**TE VOLTOOIEN TAAK:** Herhaal woordelijk de regels van de regel met "of the dried" tot en met de regel met "of the star", en geef verder niets.

**AANGELEVERDE GEGEVENS:**

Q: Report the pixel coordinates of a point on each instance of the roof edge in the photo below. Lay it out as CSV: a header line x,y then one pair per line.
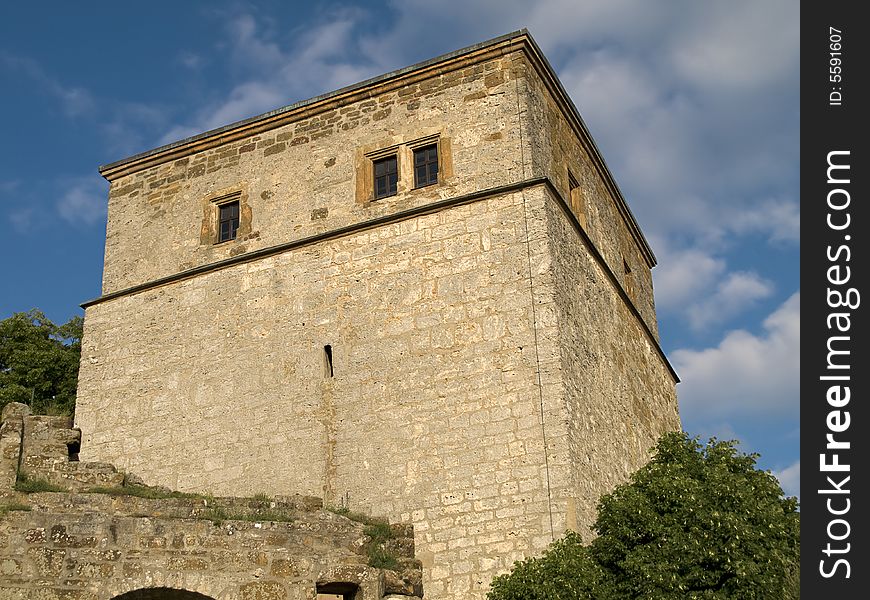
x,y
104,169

--

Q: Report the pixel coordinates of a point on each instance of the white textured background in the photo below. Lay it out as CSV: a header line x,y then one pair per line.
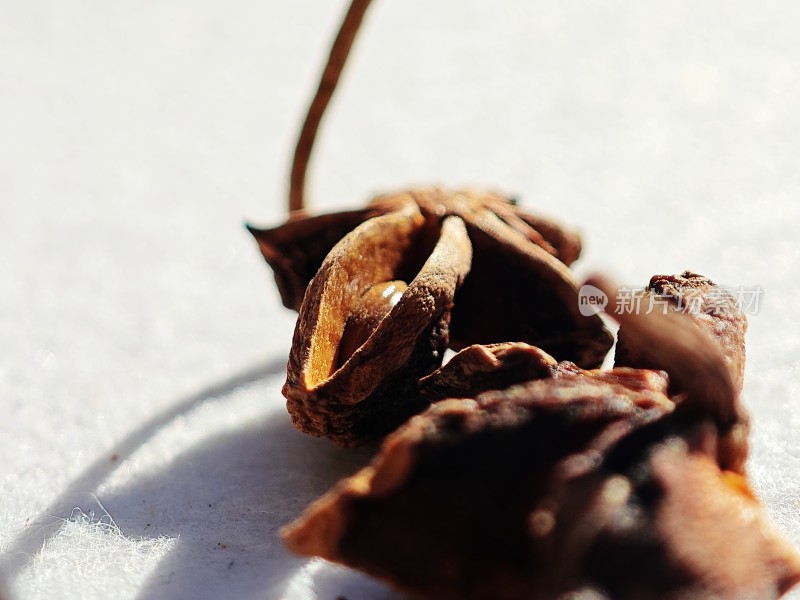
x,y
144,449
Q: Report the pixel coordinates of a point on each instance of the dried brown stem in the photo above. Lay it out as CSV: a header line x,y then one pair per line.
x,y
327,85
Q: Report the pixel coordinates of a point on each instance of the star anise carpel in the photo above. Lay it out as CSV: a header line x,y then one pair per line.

---

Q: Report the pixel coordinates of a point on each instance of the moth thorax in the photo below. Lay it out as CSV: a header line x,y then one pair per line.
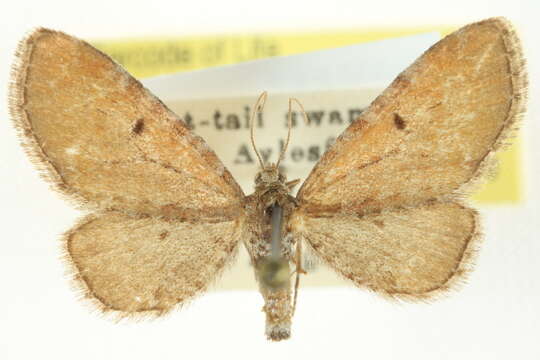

**OPGELOST PROBLEEM:**
Q: Report the pixel coordinates of a point on each instance of the dried brown stem in the photo above. Lay it out as CSV: a header line x,y then one pair per line.
x,y
327,85
Q: Report the pixel coordinates of a point on each instance of the star anise carpel in the photo above. Lay it out as CSV: a header line x,y then one pair per line.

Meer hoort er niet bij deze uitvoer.